== Work instructions ==
Reproduce verbatim the part of the passage about New Year's Eve at the White House that begins at the words "The first person" and stops after the words "I walked away.".

== Given passage ==
━━━━━━━━━━━━━━━━
I took a photograph in Clinton’s general direction that looked like this. The Secret Service men didn’t even turn their heads:
The lights didn’t go out. The power didn’t shut down. The world didn’t end. Overhead, the artificial sun flickered and sputtered to life, much to the relief of many stagehands. We were all still here, shouting and hugging, engaged in the same annual ritual of forced festivity.
Atop the Lincoln Memorial, I saw a line of Secret Service men with night-vision goggles, aiming rifles into the crowd. And I remembered my pledge to avoid spending New Year someplace with guns. I guess I’d broken my promise.
I wondered what Bob Rutz and his band of psalm-quoting survivalists were thinking at their last skate. Had they wasted their time and money building their Arkansas compound?
I was glad I hadn’t fallen for the survivalists’ panic. For a moment, they’d almost had me scared. But at least I was in good company. Judging by the conversations I’d had here, they’d almost had everyone scared.
When the concert ended, we boarded a bus to the White House. At various checkpoints, we were sniffed by dogs; our IDs and social security numbers were examined; and we were frisked by a blond, mustachioed man, who was hopefully part of the White House security team and not just some random pervert.
The first person we saw when we entered the building was Muhammad Ali, perhaps a perfect symbol for the decade to come—a former powerhouse battling a degenerative disease. Next to him Martin Scorsese, Jack Nicholson, and Robert De Niro were talking in a huddle. To me, these were famous people, embodiments of the American dream. But to Bianca, emboldened by alcohol, they were bowling pins. She threw me against the wall, breath reeking of champagne, and drawled, “You’re my guest. Don’cha run away from me.”
So I walked away.
It was my first time in the White House, and the middle two floors of the building were almost completely open for guests to wander through. The first illegal act I committed was stealing this hand towel from the bathroom, solely because it had a presidential seal on it:
In truth, the White House never held much mystique for me. The kids who were interested in politics, who formed the Young Republicans Club, who volunteered to work in local elections, were the boring ones. Powerless at the playground and parties, they were only able to feel self-important in a controlled environment like politics with specific rules and prestigious titles.
━━━━━━━━━━━━━━━━
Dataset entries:
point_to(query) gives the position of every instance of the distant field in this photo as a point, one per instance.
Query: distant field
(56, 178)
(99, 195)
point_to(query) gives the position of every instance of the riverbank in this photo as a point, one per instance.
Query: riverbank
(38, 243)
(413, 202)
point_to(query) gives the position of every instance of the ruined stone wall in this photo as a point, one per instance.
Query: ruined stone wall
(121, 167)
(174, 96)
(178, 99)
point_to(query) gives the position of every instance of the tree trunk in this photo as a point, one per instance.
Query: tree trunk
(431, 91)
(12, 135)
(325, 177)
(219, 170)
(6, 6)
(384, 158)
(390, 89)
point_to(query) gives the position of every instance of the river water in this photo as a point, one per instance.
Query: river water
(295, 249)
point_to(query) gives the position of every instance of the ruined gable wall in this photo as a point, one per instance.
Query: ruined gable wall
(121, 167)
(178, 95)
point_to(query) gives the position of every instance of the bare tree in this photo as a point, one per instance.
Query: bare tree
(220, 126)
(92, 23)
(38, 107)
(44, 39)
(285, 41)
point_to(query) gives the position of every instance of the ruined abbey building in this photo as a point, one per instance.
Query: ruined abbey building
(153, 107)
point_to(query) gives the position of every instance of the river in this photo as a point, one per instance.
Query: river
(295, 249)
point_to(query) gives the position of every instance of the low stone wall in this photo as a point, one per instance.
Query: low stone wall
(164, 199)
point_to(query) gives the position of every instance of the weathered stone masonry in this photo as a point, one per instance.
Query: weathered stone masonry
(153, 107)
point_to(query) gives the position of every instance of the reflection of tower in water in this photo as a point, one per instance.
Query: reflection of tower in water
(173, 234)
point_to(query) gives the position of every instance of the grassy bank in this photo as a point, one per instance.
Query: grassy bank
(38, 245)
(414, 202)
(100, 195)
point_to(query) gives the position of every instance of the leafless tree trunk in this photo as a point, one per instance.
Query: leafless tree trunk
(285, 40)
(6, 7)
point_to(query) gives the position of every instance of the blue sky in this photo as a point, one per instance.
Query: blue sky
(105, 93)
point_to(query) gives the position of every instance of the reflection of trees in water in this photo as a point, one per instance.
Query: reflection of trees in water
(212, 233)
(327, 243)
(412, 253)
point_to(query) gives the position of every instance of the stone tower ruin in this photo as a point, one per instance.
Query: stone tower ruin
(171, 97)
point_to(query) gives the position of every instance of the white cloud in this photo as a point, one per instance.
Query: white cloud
━━━━━━━━━━━━━━━━
== Result ==
The first person we saw when we entered the building was Muhammad Ali, perhaps a perfect symbol for the decade to come—a former powerhouse battling a degenerative disease. Next to him Martin Scorsese, Jack Nicholson, and Robert De Niro were talking in a huddle. To me, these were famous people, embodiments of the American dream. But to Bianca, emboldened by alcohol, they were bowling pins. She threw me against the wall, breath reeking of champagne, and drawled, “You’re my guest. Don’cha run away from me.”
So I walked away.